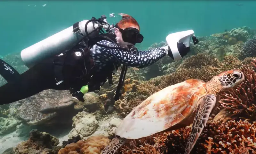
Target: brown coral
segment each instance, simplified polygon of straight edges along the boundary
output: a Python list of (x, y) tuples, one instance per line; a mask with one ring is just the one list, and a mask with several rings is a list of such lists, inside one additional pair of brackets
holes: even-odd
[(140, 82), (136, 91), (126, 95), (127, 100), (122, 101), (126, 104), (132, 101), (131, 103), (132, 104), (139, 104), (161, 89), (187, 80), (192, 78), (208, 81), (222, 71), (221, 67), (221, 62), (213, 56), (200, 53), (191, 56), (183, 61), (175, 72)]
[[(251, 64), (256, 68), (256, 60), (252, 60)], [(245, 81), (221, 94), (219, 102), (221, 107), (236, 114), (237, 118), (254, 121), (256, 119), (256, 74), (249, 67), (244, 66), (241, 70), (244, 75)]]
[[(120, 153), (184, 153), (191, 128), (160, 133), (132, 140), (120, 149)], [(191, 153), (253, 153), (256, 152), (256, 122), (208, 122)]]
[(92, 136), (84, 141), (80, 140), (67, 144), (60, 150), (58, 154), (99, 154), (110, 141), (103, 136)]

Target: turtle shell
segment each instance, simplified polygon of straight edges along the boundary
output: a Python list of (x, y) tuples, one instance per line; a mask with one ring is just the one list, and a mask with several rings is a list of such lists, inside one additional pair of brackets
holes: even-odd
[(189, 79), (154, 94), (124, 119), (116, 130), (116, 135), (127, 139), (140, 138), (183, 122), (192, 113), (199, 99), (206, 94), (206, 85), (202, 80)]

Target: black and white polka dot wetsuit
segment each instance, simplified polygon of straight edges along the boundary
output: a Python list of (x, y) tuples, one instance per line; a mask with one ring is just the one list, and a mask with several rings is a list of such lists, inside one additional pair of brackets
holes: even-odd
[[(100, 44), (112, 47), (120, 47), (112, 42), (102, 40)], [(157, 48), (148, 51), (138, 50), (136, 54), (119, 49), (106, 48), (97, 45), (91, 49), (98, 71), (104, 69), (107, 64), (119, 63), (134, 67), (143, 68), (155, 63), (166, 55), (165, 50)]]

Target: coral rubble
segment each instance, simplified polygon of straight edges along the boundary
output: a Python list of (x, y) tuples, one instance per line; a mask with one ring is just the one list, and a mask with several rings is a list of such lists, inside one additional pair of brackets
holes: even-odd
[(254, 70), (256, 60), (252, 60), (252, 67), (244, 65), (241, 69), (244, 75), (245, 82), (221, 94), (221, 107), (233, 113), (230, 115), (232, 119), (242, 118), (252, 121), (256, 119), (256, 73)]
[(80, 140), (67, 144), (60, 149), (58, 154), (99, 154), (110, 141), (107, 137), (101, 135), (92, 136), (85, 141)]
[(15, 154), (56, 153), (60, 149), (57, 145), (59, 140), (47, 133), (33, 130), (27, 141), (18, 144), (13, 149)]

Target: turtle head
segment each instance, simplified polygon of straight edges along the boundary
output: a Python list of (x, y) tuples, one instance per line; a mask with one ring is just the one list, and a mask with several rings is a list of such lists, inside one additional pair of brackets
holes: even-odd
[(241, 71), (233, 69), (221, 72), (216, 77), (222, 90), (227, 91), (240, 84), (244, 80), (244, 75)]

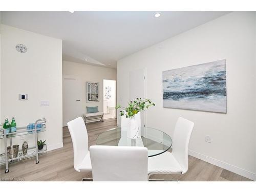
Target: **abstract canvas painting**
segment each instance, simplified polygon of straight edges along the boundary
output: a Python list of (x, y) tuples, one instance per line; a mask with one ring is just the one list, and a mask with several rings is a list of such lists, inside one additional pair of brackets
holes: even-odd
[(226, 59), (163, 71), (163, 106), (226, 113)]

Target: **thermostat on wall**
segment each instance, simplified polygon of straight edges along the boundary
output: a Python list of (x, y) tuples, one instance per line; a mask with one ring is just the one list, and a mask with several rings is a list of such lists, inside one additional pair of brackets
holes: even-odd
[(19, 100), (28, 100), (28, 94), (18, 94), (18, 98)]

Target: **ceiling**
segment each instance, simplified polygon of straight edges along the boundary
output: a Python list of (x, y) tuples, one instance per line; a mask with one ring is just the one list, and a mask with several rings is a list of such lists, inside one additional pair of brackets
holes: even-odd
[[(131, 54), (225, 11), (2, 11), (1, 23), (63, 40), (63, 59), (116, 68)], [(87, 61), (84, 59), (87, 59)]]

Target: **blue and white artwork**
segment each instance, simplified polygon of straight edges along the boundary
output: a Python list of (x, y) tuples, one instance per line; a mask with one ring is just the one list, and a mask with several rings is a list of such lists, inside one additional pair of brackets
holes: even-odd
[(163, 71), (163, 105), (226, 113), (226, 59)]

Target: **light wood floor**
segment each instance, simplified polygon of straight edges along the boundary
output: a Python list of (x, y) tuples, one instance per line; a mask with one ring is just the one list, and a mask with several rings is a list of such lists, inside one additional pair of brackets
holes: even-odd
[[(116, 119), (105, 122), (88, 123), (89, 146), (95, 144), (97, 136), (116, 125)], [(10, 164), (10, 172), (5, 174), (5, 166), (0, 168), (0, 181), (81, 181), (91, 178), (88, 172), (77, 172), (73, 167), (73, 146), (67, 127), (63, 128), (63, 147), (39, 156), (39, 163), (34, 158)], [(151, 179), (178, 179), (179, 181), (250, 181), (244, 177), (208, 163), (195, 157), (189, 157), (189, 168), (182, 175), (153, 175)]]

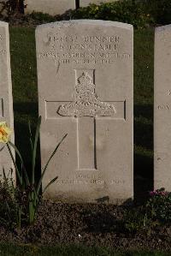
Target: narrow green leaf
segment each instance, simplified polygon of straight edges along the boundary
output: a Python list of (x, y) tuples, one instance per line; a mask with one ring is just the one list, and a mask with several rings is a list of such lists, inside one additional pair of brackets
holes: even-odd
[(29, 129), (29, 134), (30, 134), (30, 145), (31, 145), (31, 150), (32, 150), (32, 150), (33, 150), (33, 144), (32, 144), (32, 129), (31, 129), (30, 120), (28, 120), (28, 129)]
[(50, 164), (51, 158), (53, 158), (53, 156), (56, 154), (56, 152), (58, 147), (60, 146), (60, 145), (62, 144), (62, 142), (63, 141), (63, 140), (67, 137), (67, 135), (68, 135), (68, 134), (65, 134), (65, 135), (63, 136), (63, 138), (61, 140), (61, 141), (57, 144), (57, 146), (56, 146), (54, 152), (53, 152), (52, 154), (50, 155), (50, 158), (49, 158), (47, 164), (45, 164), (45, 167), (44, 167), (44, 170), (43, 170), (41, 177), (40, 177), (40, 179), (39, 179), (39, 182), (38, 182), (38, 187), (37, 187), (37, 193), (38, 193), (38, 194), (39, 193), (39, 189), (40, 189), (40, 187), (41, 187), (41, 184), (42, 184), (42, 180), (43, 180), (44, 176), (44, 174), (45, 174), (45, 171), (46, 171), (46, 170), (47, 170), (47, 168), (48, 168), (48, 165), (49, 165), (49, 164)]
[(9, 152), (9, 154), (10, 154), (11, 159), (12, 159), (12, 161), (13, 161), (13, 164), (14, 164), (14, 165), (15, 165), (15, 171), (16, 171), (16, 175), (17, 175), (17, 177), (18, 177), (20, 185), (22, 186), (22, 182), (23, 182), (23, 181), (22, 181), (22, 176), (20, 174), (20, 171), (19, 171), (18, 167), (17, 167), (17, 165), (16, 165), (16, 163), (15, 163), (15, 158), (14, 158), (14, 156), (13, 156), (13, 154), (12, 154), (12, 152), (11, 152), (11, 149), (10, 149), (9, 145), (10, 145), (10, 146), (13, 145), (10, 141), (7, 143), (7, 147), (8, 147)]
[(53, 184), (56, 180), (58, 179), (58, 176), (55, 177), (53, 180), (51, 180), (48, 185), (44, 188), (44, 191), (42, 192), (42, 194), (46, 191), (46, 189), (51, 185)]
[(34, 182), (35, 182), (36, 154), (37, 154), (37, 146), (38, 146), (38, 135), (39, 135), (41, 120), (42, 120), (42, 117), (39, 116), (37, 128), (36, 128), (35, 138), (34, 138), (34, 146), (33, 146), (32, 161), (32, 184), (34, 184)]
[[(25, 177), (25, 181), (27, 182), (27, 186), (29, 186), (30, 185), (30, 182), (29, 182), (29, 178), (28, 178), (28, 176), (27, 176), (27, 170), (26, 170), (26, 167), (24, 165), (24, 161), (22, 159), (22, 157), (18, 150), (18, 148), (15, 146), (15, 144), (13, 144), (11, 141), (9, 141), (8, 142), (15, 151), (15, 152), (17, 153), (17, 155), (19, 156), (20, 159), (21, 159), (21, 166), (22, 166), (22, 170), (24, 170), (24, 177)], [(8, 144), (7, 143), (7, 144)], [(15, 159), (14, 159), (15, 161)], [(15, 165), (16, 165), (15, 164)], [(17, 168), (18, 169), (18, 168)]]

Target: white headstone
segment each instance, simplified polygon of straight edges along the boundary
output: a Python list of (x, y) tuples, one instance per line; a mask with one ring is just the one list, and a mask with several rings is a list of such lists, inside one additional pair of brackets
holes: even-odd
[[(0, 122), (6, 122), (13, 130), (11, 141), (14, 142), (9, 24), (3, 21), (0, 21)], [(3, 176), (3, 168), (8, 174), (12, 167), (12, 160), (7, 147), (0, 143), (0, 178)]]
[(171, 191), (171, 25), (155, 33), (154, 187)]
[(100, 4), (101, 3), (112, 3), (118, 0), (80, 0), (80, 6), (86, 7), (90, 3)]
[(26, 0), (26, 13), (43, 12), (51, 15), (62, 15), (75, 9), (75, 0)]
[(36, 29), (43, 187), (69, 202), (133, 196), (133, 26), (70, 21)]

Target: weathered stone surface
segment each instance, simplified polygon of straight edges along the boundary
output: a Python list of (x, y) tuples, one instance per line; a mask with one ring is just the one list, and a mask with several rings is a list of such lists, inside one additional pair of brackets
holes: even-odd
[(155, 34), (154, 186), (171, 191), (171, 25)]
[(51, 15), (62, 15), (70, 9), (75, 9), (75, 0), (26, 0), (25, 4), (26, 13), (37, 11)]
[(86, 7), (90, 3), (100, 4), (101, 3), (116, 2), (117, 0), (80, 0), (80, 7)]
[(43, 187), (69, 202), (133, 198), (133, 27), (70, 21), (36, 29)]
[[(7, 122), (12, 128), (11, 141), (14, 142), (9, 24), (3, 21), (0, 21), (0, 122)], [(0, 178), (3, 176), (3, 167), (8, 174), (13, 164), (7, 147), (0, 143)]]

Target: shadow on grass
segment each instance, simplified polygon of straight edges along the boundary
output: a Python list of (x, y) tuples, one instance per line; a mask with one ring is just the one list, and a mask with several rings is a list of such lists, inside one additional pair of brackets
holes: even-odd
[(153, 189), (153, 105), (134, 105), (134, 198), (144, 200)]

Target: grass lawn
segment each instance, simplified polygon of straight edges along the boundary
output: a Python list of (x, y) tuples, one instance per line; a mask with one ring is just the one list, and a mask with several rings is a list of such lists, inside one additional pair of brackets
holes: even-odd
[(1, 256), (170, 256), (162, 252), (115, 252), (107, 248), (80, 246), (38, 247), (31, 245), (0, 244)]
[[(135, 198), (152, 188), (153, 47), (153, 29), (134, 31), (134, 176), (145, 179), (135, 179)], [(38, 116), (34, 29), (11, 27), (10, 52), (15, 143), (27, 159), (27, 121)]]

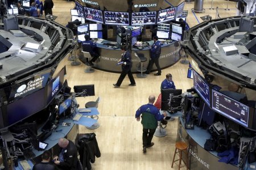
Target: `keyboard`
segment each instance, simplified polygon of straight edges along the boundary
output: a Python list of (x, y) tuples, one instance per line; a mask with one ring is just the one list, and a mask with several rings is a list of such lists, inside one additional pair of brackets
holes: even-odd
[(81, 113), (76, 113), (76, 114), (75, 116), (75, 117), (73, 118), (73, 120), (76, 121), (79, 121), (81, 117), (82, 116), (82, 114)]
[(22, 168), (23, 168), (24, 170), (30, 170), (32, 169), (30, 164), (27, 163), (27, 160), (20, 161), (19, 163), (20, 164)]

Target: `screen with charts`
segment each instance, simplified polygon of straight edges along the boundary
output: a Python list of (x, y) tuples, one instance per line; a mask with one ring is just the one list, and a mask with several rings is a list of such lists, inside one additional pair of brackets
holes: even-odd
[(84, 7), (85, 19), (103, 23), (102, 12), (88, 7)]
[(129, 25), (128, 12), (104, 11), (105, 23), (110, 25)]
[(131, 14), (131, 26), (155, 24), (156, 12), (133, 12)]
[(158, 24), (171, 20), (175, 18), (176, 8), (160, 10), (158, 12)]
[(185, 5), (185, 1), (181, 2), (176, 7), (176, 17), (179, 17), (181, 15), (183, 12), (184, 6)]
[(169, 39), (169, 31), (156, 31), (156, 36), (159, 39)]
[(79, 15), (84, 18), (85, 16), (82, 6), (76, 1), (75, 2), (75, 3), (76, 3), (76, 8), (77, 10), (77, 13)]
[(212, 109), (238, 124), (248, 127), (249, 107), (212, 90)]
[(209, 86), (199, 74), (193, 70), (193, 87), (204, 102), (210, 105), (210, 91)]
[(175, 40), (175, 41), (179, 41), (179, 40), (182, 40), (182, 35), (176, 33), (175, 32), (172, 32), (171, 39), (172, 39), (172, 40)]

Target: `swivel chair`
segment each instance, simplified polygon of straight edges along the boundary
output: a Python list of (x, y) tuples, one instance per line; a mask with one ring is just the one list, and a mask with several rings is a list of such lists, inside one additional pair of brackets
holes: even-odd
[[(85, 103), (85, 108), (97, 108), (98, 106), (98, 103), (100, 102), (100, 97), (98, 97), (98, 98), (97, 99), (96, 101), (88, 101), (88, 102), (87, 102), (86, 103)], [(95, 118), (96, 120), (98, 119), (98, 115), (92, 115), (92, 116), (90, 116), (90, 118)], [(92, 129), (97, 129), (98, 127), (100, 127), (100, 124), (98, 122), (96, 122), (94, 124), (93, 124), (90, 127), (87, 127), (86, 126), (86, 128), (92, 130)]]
====
▸ **SET TASK**
Reproduce the rows word for word, from the beginning through the line that contains "85), (202, 80)]", including that line. Omit the pictures from your answer.

▸ **WRITTEN ANSWER**
Target: brown coral
segment each instance, simplified polygon of straight edges along the boundary
output: a Python list of (x, y) tuples, one instance per line; a mask with one ring is just the one list, and a mask with several rings is a list of such lists, inside one additional pair of brackets
holes: even-odd
[(140, 82), (136, 91), (126, 95), (127, 100), (122, 101), (126, 104), (132, 101), (131, 103), (132, 104), (139, 104), (161, 89), (187, 80), (192, 78), (208, 81), (222, 71), (221, 67), (221, 62), (213, 56), (200, 53), (191, 56), (183, 61), (175, 72)]
[[(251, 64), (256, 68), (256, 60), (252, 60)], [(245, 81), (221, 94), (219, 102), (221, 107), (236, 114), (237, 118), (254, 121), (256, 119), (256, 74), (249, 67), (244, 66), (241, 70), (244, 75)]]
[[(120, 153), (184, 153), (191, 128), (160, 133), (132, 140), (120, 149)], [(191, 153), (253, 153), (256, 152), (256, 122), (208, 122)]]
[(92, 136), (84, 141), (80, 140), (67, 144), (60, 150), (58, 154), (99, 154), (110, 141), (103, 136)]

Target: turtle shell
segment each instance, simplified polygon of straight edges along the boundary
output: a Python list of (x, y) tuples, one instance per line; a mask with one ring is just the one list, and a mask with several rings is a list of such lists, inside one additional pair of brackets
holes: even-odd
[(189, 79), (154, 94), (124, 119), (116, 130), (116, 135), (127, 139), (140, 138), (183, 122), (192, 113), (199, 99), (206, 94), (206, 85), (202, 80)]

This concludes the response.